Start RECORDS TO USE

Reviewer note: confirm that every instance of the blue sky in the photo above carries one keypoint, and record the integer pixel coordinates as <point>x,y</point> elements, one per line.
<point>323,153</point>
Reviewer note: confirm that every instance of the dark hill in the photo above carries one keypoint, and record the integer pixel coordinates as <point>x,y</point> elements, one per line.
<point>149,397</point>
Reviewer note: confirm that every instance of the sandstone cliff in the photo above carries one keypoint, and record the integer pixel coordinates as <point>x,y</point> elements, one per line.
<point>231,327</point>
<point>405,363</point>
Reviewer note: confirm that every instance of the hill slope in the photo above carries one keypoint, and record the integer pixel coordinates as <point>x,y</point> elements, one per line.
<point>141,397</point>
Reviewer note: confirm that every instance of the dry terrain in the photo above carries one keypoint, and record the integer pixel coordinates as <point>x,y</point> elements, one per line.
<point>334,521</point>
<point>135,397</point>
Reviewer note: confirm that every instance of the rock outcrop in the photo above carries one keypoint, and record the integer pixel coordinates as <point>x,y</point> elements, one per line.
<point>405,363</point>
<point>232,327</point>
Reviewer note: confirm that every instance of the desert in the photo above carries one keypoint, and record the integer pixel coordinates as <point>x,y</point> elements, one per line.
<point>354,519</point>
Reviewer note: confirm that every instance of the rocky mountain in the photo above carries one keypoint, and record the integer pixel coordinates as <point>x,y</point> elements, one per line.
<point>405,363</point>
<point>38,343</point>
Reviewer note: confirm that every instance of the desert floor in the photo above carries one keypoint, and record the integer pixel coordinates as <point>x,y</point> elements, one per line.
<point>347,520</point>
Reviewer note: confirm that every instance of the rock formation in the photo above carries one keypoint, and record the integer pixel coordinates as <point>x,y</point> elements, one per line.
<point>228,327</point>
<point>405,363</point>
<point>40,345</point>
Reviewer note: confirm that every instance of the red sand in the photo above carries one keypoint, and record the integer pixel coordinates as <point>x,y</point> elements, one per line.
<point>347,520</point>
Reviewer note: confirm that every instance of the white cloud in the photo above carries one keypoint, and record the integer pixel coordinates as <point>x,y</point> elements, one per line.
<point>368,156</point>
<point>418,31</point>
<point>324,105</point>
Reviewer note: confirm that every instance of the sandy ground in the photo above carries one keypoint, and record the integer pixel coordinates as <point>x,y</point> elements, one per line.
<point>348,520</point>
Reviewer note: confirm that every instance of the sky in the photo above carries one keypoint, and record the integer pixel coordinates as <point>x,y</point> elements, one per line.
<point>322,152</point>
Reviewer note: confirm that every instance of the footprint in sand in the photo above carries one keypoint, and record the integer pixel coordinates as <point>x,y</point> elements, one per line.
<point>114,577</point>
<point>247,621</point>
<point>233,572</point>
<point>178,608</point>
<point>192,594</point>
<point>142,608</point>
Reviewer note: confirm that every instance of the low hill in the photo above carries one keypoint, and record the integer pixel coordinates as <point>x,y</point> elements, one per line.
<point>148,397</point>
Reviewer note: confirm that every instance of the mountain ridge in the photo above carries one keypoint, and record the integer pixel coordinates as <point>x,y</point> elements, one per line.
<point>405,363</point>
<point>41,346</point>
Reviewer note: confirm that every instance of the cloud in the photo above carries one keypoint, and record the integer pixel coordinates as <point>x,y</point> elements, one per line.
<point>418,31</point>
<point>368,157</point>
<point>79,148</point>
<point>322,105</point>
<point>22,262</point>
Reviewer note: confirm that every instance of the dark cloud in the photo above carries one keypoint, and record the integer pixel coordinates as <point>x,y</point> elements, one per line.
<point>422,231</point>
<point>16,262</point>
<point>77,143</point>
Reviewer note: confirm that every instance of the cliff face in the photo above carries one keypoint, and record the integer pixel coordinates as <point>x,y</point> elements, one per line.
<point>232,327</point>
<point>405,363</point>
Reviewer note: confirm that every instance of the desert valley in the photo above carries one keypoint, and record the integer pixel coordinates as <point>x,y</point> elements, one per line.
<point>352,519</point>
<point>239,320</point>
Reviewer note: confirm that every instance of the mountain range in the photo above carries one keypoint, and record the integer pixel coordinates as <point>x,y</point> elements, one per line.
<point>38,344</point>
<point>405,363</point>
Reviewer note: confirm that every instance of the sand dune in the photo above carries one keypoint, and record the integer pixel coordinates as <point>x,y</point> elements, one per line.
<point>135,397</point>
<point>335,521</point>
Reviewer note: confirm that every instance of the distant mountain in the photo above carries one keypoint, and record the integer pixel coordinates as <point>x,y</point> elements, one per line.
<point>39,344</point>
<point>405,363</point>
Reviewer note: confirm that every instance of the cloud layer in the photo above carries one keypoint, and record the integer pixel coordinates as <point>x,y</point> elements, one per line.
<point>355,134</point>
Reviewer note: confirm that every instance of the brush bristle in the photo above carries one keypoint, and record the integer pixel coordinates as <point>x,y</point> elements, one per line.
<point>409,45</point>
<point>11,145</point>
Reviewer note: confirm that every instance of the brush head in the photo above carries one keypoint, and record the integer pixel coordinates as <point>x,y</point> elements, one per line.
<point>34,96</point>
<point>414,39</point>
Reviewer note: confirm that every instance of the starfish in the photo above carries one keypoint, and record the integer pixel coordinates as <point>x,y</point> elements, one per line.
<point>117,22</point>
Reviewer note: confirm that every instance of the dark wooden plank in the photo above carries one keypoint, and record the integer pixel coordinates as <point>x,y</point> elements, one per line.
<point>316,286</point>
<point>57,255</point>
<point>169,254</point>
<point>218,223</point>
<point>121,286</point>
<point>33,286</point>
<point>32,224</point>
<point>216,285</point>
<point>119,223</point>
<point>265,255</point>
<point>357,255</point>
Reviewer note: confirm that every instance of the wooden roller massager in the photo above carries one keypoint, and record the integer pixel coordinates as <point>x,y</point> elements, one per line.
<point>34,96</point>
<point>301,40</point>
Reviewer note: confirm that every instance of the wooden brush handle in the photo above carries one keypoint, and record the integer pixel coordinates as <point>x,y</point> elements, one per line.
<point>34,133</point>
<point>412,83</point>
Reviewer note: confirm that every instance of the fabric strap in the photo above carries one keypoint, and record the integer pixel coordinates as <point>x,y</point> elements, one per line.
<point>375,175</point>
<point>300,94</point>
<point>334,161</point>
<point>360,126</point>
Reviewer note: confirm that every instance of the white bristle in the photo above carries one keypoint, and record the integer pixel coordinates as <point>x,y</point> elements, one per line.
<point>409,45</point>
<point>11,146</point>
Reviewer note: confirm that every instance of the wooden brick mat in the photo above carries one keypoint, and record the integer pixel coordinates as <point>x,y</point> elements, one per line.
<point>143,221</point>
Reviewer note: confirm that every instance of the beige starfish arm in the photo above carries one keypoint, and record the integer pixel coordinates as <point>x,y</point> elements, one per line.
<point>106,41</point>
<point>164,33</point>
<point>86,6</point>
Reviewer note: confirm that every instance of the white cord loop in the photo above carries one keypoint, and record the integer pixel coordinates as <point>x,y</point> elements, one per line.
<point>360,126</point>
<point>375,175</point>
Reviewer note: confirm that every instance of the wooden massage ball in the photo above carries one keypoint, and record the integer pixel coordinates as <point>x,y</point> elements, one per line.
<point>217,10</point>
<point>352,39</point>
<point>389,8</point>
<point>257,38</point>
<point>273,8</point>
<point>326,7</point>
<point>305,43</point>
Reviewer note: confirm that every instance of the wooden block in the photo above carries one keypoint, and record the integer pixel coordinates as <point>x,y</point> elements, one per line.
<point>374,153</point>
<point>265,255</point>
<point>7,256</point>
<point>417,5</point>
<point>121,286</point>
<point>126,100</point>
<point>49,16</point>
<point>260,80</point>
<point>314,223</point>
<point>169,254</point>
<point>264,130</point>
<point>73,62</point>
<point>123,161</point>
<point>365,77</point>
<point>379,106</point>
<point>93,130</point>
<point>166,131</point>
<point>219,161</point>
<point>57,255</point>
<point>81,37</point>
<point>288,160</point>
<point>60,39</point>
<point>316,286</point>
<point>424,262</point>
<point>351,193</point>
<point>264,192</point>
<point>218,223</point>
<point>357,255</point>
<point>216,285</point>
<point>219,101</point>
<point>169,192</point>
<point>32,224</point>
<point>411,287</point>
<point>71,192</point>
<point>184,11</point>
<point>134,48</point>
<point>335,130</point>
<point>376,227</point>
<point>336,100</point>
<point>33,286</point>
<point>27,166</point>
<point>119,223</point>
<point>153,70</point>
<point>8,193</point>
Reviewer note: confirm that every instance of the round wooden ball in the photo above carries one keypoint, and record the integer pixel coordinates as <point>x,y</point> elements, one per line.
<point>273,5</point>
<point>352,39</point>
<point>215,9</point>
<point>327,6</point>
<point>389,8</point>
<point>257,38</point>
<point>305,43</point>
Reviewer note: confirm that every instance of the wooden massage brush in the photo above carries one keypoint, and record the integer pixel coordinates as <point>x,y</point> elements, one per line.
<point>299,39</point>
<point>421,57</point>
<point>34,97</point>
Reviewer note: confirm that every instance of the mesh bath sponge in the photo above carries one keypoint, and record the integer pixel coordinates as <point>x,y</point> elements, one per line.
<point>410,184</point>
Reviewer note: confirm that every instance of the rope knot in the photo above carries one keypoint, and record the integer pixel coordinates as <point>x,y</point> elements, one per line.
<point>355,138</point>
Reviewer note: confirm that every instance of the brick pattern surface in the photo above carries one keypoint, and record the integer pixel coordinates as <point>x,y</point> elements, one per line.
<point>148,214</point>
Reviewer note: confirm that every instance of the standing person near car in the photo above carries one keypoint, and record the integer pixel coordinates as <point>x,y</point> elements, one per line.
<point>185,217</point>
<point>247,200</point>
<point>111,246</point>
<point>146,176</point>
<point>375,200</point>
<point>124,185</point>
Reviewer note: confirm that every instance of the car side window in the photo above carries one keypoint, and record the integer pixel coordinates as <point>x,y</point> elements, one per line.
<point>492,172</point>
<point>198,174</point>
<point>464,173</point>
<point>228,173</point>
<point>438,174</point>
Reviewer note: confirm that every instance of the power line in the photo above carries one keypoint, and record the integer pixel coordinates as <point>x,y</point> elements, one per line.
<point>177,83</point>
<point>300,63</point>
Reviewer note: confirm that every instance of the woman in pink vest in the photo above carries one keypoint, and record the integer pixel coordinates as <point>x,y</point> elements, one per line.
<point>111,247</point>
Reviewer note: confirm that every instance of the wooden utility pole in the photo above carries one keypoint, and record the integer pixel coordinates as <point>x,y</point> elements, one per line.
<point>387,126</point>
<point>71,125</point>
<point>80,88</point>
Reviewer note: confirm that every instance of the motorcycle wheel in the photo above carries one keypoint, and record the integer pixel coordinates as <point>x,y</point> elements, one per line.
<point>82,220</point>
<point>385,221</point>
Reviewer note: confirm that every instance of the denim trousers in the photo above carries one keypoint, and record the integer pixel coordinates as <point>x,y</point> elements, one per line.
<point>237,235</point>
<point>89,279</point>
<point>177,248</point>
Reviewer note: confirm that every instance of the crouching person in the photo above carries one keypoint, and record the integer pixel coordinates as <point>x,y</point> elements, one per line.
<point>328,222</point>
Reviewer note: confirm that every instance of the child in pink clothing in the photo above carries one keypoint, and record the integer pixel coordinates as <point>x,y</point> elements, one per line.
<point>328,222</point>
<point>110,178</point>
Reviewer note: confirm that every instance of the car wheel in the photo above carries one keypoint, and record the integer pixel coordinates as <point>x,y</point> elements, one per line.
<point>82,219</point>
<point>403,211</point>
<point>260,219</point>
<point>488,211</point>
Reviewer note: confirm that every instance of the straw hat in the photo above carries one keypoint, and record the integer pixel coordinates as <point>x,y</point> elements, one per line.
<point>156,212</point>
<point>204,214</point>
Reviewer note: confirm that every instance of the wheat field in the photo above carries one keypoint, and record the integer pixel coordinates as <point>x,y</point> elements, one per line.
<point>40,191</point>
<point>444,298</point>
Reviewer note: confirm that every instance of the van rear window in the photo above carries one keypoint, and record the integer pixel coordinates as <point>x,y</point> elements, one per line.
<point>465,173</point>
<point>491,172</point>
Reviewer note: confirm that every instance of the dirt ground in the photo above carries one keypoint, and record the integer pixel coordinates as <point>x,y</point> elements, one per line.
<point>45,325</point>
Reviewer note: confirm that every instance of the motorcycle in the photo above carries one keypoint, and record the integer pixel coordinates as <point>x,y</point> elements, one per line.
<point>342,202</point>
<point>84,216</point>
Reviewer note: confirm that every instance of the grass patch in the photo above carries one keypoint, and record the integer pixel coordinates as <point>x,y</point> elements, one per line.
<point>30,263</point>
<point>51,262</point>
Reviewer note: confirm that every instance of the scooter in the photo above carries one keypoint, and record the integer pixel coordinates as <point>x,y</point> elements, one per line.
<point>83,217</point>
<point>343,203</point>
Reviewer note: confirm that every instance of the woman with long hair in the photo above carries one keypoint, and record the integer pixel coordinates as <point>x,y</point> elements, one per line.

End RECORDS TO USE

### [EXERCISE OBJECTIVE]
Render the part that opens with the line containing "Reviewer note: confirm that every instance of the white cloud" and closes with the line containing "<point>22,262</point>" as a two-column CSV with the headers text and answer. Give one row for each line of text paired with the answer beneath it, putting each in a single quoted field with line breaks turned into spaces.

### [SOLUTION BELOW]
text,answer
"Reviewer note: confirm that every instance of the white cloud in the photo above carries one keypoint, and record the integer pixel coordinates as <point>x,y</point> elements, one per line.","<point>368,156</point> <point>418,31</point> <point>324,105</point>"
"Reviewer note: confirm that every instance of the sandy ground in the photo above carries one keypoint, and record the integer pixel coordinates as <point>x,y</point> elements, one per line.","<point>348,520</point>"
"Reviewer note: confirm that every instance of the sky in the photo above carries one keypoint, and record the integer pixel coordinates as <point>x,y</point> elements, one per line.","<point>322,152</point>"
"Reviewer note: confirm that every instance of the footprint in sand in the photo above carries one keypoint, and record the integer pixel coordinates as <point>x,y</point> elements, one per line.","<point>114,577</point> <point>247,621</point> <point>233,572</point> <point>178,608</point> <point>192,594</point> <point>142,608</point>"
"Reviewer note: confirm that every instance of the low hill in the photo above carries one keypoint, and record the integer pixel coordinates as <point>x,y</point> elements, one per line.","<point>148,397</point>"
"Reviewer note: confirm that every instance of the mountain ridge in the photo above carries one keypoint, and record the integer pixel coordinates as <point>x,y</point> elements, one per line.","<point>405,363</point> <point>41,346</point>"
"Reviewer note: confirm that every instance of the cloud in the photo above carries one keypoint, and record the integer pixel coordinates as <point>x,y</point> elements, one per line.","<point>418,31</point> <point>368,157</point> <point>79,148</point> <point>322,105</point> <point>22,262</point>"